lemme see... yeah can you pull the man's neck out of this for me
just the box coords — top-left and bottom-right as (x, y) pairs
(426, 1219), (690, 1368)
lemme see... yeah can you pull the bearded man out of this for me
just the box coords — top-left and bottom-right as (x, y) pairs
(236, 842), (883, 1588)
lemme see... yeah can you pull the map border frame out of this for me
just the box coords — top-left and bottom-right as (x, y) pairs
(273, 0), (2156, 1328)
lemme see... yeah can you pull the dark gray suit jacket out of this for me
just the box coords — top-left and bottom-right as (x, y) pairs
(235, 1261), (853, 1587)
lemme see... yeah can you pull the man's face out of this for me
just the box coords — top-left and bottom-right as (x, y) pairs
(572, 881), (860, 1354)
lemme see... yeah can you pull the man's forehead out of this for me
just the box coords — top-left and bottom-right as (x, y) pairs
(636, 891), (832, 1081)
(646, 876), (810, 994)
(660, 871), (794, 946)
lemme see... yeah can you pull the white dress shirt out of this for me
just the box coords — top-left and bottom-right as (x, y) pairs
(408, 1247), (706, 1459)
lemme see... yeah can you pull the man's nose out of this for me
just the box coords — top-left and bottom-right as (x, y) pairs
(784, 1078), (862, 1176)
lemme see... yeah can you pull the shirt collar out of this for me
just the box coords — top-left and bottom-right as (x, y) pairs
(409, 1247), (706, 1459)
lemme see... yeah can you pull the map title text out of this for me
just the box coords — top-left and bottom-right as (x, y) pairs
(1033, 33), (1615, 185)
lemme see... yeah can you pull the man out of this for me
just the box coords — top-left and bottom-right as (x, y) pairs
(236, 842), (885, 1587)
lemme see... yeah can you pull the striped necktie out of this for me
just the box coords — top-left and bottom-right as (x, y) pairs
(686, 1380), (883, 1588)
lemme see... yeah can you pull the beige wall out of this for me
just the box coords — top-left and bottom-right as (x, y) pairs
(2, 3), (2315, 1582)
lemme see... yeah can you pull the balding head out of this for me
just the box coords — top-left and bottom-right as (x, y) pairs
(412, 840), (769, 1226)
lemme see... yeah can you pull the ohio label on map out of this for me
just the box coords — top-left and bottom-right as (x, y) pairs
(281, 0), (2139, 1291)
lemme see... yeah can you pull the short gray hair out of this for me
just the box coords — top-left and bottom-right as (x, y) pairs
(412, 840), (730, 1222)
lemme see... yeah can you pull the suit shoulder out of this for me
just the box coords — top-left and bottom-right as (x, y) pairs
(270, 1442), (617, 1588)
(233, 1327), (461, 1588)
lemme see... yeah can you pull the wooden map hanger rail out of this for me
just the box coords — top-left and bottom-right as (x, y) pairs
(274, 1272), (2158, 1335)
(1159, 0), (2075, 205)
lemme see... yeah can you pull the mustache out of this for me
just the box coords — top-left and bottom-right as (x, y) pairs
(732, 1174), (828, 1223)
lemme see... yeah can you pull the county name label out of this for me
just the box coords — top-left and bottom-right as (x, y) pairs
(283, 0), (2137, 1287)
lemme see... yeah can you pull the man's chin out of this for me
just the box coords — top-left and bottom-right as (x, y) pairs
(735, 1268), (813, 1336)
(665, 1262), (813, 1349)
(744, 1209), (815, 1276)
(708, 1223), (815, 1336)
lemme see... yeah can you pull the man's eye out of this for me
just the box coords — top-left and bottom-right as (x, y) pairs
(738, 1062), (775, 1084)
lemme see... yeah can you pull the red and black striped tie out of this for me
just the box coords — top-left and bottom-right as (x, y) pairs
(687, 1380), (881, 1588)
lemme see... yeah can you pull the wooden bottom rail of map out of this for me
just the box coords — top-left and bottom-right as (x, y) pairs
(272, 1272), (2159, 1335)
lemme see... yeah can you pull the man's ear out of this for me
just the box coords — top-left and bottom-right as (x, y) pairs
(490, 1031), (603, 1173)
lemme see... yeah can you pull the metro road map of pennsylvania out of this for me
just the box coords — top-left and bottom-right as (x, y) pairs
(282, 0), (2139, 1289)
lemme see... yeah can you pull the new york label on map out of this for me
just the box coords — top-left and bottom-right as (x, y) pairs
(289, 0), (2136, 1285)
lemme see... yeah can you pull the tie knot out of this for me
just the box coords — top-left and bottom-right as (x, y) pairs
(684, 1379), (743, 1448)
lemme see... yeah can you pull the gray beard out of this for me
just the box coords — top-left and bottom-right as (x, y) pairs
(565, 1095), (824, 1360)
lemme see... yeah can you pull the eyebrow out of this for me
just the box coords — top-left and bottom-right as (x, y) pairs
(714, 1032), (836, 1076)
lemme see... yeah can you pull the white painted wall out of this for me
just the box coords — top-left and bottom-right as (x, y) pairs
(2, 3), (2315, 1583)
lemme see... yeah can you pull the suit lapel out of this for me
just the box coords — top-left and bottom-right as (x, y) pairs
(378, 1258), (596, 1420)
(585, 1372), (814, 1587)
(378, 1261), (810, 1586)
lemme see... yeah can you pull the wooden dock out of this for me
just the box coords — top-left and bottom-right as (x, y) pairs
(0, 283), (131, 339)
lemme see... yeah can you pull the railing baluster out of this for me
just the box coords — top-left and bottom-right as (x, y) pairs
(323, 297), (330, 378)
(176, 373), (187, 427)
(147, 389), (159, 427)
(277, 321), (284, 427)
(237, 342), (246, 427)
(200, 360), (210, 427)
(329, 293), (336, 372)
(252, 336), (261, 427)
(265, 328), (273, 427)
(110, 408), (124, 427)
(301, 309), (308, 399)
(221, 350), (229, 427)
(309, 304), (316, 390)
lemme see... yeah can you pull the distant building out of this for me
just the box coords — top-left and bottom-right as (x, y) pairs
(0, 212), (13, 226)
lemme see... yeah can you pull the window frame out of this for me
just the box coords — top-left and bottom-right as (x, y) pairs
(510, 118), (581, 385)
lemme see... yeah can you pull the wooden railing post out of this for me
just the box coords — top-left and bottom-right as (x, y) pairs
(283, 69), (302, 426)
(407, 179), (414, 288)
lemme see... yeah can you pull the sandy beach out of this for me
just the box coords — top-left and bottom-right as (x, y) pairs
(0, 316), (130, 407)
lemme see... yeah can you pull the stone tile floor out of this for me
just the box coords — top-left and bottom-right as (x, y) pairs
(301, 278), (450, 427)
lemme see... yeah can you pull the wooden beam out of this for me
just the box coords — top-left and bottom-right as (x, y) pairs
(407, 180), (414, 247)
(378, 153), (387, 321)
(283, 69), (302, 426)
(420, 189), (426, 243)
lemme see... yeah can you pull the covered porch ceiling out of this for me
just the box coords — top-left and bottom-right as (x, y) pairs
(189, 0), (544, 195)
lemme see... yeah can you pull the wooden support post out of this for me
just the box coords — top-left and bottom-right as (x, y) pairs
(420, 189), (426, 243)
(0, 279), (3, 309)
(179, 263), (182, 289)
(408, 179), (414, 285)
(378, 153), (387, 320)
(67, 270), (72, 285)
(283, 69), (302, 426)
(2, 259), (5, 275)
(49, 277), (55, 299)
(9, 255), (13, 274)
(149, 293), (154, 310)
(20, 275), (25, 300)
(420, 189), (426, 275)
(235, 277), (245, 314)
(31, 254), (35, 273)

• Assignment: Locate the lines above that contain "gray" and copy them.

• Response for this exercise:
lemme see... yeah can you pull the dark gray suit jacket out of this for me
lemme see... yeah can you pull the short gray hair out of this for me
lemme see... yeah can you pull the gray beard out of this for me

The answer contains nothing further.